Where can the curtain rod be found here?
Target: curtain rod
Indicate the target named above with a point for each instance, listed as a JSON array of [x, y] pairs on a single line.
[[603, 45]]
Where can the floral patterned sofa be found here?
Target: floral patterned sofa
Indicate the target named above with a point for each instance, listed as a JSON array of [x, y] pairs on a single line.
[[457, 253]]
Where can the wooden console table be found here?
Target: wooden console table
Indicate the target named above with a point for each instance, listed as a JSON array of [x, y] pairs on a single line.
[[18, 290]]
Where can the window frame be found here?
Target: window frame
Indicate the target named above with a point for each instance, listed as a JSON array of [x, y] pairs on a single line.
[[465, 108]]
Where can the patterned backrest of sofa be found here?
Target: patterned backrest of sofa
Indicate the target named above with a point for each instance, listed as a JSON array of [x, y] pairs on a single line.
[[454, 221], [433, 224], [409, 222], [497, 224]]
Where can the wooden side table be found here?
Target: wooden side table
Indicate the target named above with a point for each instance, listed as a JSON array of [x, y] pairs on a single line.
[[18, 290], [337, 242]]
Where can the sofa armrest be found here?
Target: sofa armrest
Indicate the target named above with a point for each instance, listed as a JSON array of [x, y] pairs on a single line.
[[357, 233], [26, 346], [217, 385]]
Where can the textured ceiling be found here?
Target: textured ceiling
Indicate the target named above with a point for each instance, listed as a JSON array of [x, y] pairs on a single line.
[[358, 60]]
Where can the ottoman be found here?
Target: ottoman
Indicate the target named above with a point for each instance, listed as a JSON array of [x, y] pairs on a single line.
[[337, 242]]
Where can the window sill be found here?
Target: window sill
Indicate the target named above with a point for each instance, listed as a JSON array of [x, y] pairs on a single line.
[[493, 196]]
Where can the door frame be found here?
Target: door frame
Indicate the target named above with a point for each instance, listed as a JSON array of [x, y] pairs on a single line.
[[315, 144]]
==
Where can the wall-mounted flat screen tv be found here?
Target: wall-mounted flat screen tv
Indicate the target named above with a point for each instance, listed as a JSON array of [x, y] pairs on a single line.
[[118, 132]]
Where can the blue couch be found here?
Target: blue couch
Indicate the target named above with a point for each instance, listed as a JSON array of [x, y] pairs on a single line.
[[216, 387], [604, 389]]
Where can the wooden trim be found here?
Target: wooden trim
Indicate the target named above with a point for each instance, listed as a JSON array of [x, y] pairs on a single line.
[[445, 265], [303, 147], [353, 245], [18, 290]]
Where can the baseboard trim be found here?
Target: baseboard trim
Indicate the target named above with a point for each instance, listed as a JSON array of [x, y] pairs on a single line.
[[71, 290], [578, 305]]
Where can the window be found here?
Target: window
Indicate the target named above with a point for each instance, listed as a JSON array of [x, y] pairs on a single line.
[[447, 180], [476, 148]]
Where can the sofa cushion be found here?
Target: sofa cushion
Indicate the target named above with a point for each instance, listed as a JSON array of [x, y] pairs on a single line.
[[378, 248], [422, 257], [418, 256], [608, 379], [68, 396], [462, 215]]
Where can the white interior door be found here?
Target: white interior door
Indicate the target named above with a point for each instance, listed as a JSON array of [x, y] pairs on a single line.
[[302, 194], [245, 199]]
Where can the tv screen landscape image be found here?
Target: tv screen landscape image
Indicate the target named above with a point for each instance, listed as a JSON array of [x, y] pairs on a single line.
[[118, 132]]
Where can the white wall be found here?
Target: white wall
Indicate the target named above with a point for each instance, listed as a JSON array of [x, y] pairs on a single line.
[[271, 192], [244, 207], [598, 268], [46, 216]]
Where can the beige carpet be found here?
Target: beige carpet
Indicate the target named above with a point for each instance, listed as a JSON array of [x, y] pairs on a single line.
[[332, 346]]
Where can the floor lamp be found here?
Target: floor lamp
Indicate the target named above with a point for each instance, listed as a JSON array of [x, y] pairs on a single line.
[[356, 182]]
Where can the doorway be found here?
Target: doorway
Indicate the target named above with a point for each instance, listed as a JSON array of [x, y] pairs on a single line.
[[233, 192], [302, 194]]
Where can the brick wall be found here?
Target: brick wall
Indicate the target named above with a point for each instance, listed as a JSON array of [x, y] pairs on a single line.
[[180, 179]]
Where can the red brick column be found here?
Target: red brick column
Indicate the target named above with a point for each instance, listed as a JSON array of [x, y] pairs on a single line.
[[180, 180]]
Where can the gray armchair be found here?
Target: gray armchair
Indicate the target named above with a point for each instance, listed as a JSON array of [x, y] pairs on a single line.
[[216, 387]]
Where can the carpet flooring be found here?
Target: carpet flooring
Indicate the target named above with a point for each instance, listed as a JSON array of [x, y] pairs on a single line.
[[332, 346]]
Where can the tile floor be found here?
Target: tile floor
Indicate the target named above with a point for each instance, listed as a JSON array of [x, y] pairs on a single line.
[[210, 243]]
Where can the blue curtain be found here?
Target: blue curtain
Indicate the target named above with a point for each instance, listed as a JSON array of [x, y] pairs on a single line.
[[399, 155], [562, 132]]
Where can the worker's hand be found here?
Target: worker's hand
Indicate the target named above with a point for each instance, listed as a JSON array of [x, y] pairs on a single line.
==
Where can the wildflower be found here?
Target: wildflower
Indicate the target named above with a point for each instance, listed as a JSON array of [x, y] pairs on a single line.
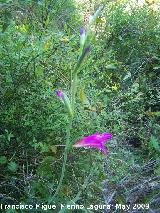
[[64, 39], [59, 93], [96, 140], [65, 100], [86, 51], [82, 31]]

■ Your instructions ■
Convert the lines of the data above, starting with the line that contains "Where can the window frame be found here?" and continuing through the line that contains "[[357, 233], [26, 346], [217, 385]]", into a JSON list of strings with one string per line and blank lines omitted.

■ Exercise output ■
[
  "Where can the window frame be found here?",
  "Target: window frame",
  "Indicate the target named above with a point for each instance, listed as a JSON array of [x, y] pairs on a single line.",
  "[[465, 108]]",
  "Where can the patterned backrest of sofa be found here?",
  "Target: patterned backrest of sofa",
  "Indicate the target named above with a point for each instance, listed as a JSON array of [x, y] pairs on a single line.",
  "[[454, 221], [433, 224], [409, 222], [497, 224]]",
  "Where can the wooden side table be found here?",
  "Target: wooden side table",
  "Indicate the target named above with a point for each instance, listed as a JSON array of [x, y] pairs on a single line.",
  "[[18, 290], [337, 242]]",
  "Where can the sofa armrest be found here?",
  "Target: sofa armrest",
  "Indicate the target named above with a point for each instance, listed as a JSON array of [x, y] pairs on a single line.",
  "[[357, 233], [26, 346], [217, 385]]"
]